■ REQUIRED TASK:
Starting with the line that contains "box the aloe" and going on through the end of the data, turn those lines into a numbered list and leave out any blank lines.

■ SUPPLIED RECORDS:
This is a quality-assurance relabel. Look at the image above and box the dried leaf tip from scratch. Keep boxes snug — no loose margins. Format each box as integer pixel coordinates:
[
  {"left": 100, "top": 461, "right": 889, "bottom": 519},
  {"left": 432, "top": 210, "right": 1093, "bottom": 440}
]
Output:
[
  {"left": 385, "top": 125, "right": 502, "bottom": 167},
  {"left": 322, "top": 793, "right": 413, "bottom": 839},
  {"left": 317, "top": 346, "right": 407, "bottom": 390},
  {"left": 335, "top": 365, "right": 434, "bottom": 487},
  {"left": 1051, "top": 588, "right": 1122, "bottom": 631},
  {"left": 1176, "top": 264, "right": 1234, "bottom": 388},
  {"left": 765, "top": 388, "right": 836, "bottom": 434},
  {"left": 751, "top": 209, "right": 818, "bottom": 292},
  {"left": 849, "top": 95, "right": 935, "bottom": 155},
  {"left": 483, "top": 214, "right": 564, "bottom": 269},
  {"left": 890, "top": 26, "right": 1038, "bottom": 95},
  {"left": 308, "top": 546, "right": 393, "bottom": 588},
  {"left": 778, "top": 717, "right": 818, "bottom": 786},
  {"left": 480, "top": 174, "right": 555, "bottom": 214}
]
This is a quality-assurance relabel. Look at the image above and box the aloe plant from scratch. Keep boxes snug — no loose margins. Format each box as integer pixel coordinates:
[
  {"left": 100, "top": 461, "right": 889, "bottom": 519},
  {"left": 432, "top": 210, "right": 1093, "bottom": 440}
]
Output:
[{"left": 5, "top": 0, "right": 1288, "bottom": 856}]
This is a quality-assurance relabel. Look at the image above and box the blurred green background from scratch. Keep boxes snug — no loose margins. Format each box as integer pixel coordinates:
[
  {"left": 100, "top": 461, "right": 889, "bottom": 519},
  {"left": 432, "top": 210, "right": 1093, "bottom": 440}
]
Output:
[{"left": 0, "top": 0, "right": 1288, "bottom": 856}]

■ FINISHED ANSWER:
1. This is a quality-assurance relabel. Look at the image above and box the aloe plant from scratch. Keep boxes snug — no loose margins. Format each box as integer pixel coordinates:
2. [
3.   {"left": 100, "top": 461, "right": 889, "bottom": 519},
4.   {"left": 432, "top": 210, "right": 1093, "bottom": 440}
5. ]
6. Output:
7. [{"left": 5, "top": 0, "right": 1288, "bottom": 856}]
8. This is a quality-assurance relabel. Look at the image above and box the blurred green background from scratch. Keep boxes snug — no loose margins. Format each box as integer pixel coordinates:
9. [
10.   {"left": 100, "top": 461, "right": 889, "bottom": 519},
11.   {"left": 432, "top": 210, "right": 1093, "bottom": 440}
12. ]
13. Output:
14. [{"left": 0, "top": 0, "right": 1288, "bottom": 856}]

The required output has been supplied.